Prompt. Could you pull every line of text from the records below, word for word, and leave the pictures out of your answer?
** start Provided records **
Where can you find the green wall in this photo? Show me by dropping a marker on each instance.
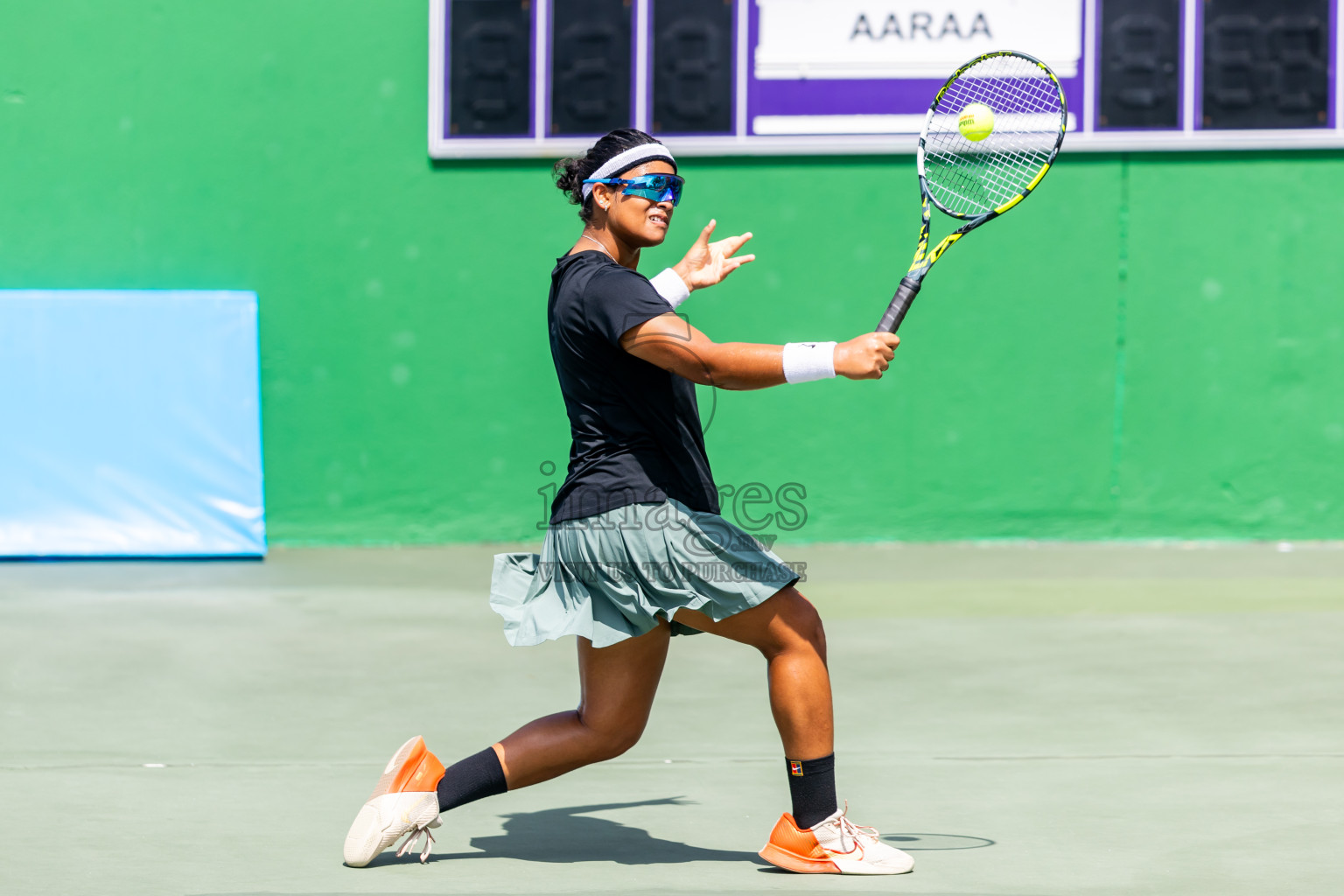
(1151, 346)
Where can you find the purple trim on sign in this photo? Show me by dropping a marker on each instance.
(843, 97)
(1332, 87)
(863, 97)
(732, 112)
(536, 127)
(1196, 65)
(634, 60)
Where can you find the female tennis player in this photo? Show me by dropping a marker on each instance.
(636, 550)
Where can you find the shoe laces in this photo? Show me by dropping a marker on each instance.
(414, 836)
(852, 832)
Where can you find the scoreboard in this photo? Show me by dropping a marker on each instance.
(770, 77)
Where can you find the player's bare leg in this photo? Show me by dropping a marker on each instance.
(617, 685)
(816, 837)
(788, 632)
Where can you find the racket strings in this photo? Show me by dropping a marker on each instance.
(970, 178)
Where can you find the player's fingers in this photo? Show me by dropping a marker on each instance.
(704, 234)
(734, 243)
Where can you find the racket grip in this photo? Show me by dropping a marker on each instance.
(900, 305)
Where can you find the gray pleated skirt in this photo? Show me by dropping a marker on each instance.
(614, 575)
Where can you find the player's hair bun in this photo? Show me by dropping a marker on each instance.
(570, 173)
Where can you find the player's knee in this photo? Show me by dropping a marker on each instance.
(797, 626)
(613, 743)
(807, 622)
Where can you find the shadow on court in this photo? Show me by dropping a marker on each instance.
(570, 836)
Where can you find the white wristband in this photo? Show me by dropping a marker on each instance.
(804, 361)
(671, 286)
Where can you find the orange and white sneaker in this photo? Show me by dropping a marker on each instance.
(403, 802)
(832, 846)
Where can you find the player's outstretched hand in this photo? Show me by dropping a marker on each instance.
(864, 358)
(707, 263)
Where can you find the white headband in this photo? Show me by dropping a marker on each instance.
(629, 158)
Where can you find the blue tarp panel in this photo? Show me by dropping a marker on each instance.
(130, 424)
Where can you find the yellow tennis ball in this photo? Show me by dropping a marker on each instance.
(976, 121)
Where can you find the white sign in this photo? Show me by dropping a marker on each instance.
(922, 39)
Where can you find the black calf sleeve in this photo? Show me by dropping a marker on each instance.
(812, 783)
(473, 778)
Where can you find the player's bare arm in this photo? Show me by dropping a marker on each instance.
(671, 343)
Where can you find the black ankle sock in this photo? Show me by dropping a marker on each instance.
(812, 783)
(473, 778)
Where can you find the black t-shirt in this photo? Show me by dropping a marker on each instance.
(636, 427)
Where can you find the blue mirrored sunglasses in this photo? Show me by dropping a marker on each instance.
(660, 188)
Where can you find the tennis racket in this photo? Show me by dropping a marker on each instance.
(990, 135)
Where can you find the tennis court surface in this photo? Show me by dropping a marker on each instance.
(1055, 720)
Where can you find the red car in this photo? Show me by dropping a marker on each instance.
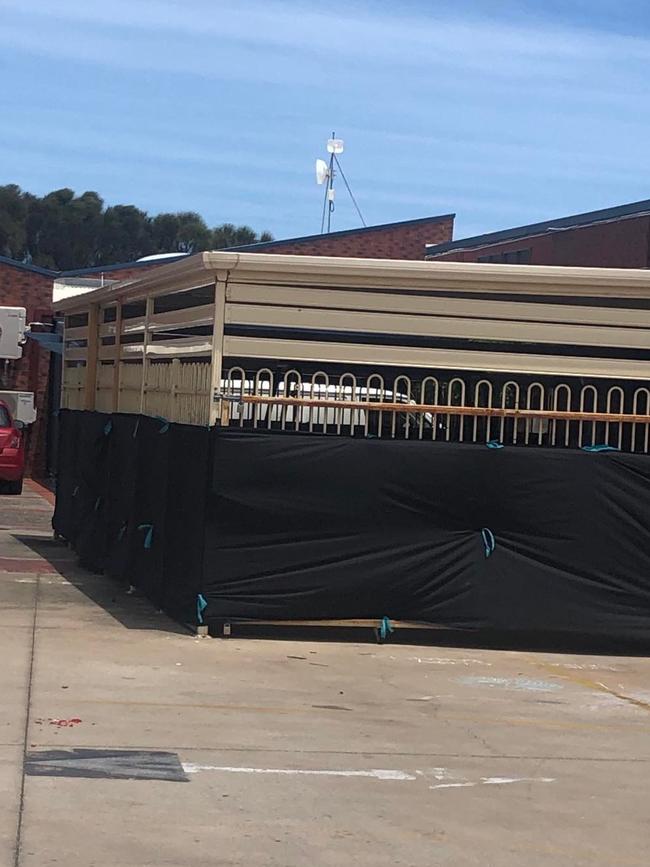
(12, 452)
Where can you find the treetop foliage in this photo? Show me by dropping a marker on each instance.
(64, 231)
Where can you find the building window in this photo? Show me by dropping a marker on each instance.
(511, 257)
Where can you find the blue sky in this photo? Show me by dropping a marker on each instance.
(503, 112)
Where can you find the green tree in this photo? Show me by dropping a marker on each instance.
(13, 219)
(64, 231)
(125, 234)
(229, 235)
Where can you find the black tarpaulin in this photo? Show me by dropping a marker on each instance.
(304, 527)
(131, 495)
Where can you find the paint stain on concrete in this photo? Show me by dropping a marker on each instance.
(518, 683)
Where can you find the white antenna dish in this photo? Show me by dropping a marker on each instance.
(322, 171)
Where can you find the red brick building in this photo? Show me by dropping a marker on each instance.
(31, 287)
(611, 238)
(405, 240)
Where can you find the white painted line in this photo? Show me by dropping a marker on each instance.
(497, 781)
(452, 785)
(376, 773)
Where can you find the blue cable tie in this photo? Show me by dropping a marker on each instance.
(385, 628)
(488, 541)
(148, 536)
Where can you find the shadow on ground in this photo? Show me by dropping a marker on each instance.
(137, 612)
(129, 609)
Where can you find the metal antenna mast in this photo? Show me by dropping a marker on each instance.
** end Provided records **
Completed exercise.
Where can you find the green wall in this photo? Show me by dropping a marker on each instance.
(1151, 346)
Where can you find the purple trim on sign in this photo? Show me by dropping a marker on each instance.
(843, 97)
(1332, 87)
(863, 97)
(732, 112)
(536, 127)
(1196, 65)
(634, 60)
Where can you find the female tennis player in this photo? Show me by dropping a marker on each instance.
(636, 550)
Where can you find the shoe laces in this photo? Show me by dropping a marker on each instance.
(414, 836)
(852, 832)
Where can you find the scoreboard in this photo? Show me by dropping a marker on each instance.
(770, 77)
Where can you find the player's bare leg in this photo? Show me by dropping a marker on each instance.
(617, 685)
(816, 837)
(788, 632)
Where can you find the racket strings in this photo? Show me by dropping a marker on each instance.
(970, 178)
Where can you find the player's fingers in this photo? Show me by dropping a marker on each instance.
(704, 234)
(734, 243)
Where can you find the racket grip in this photo? Show me by dropping a marker on each instance.
(900, 305)
Where can you find the gray pleated skirt in this photo? Show me by dropping a marker on each instance.
(614, 575)
Where can you find the player's hair bun in this photo? Show me by dropping a marker on each instance.
(570, 173)
Where can you find the player's knee in this photo? Show me by dropping a marker on each instance.
(797, 626)
(613, 743)
(807, 622)
Where can you find the shadow on court in this photo? Show me by dropping a marker on each instance.
(570, 836)
Where can you find the white wristband in this photo? Show me by dropping a marker on each instance.
(804, 361)
(671, 286)
Where can you find the orange and white sneaker in this photo? Show me by dropping a marker on each instance.
(403, 802)
(832, 846)
Where can you find the player's outstretched hand in this photo? Show me by dropping a marker on each instance.
(864, 358)
(707, 263)
Where can you find the white headband in this photo? Show me by dropping a marker on each instance.
(629, 158)
Where can you find the blue tarp panel in this photo? Show me by dropping a marker on each instance.
(130, 424)
Where can you find the yellow tennis ball in this photo? Show me by dropping a marker on each instance.
(976, 121)
Where can you find the white sign in this photo? Show me by dropping a marker on each instance.
(922, 39)
Where can you find the black calf sleeve in this photo? Show me by dropping a marker on each instance.
(812, 783)
(473, 778)
Where can you find the player's bare arm in this photo? Show me by dropping a marker on each instance.
(671, 343)
Where can you find the black ankle sock in this photo? Show me by dropping a marker on each instance.
(812, 783)
(473, 778)
Where can you find the black t-shirt in this photo? Show me by dropping a marker on each instance.
(636, 427)
Where can you find the blue mirrored sunglasses in this photo? Show me by dropping a marker on each instance.
(660, 188)
Where can you find the tennis racket in this photo? Show me by dropping a marker on each instance.
(990, 135)
Where can you find the tennis court surface in this photo? Show me by dropping a marker on each instance.
(1055, 720)
Where can you find the red car in this photo? Show me by dropping a marker on each instance.
(12, 452)
Where can you find the treetop foliage in this photo? Show me by dropping a marker on each instance.
(64, 231)
Where can you find the building window in this photo? Show me by dropping a marker on each instance.
(511, 257)
Where can you find the blue sky in this photo? Show me by dropping a marker on each instance.
(503, 112)
Where can you find the green tree in this photo? Show me by dropping a marker on each instance.
(13, 219)
(64, 231)
(125, 234)
(229, 235)
Where can you find the black tarpaulin in this photo? Show me by dropping a marker on each instance.
(304, 527)
(131, 495)
Where can you find the paint stain on concrete in this photo? Show me by dropping a marker on each instance.
(518, 683)
Where can you find the white antenna dish in this photo? Show me by dropping a marker on each instance.
(322, 171)
Where can you find the red brick building in this photo? Show me by dropping a marker on each instance.
(31, 287)
(611, 238)
(405, 240)
Where can you find the white painted line in this photo? Show me by dropping a marker on each instance.
(497, 781)
(452, 785)
(376, 773)
Where can you find the blue cable tie in this photo? Show me by dropping a marker on each instance.
(385, 628)
(488, 541)
(148, 536)
Where can you find the shadow on ground in this photo? Show me by dropping a marker on each instance.
(137, 612)
(129, 609)
Where can you find the metal antenna mast in this photo? Show me by dropping a marker on each instance.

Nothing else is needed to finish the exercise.